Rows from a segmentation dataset
★ ★ ★ ★ ★ ★ ★
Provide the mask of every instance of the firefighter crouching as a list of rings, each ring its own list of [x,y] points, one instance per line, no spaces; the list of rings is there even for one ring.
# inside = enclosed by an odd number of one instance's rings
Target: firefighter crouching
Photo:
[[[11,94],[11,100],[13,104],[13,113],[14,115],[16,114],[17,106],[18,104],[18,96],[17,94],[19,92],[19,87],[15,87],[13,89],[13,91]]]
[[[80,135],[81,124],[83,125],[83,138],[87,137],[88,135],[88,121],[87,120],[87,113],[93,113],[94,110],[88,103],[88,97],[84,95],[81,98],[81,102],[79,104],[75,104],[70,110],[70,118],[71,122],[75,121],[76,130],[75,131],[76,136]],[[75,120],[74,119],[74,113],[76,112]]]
★ ★ ★ ★ ★ ★ ★
### INSTRUCTION
Please present all of the items above as a numbered list, leaving out any blank lines.

### WRITTEN RESPONSE
1. Provide the mask of every instance of the firefighter crouching as a list of rings, each ring its own list of [x,y] points, one instance per line, no spaces; the list of rings is there even for one ring.
2. # inside = enclosed by an odd number of one instance's rings
3. Target: firefighter crouching
4. Photo:
5. [[[11,94],[11,100],[13,104],[13,113],[14,115],[16,114],[17,106],[18,104],[18,96],[17,94],[19,92],[19,87],[15,87],[13,89],[13,91]]]
6. [[[80,135],[81,124],[83,125],[83,138],[87,137],[88,135],[88,121],[87,120],[87,113],[93,113],[94,110],[88,103],[88,97],[84,95],[81,98],[81,102],[79,104],[75,104],[70,110],[70,118],[71,122],[75,121],[76,130],[75,131],[76,136]],[[75,120],[74,119],[74,113],[76,112]]]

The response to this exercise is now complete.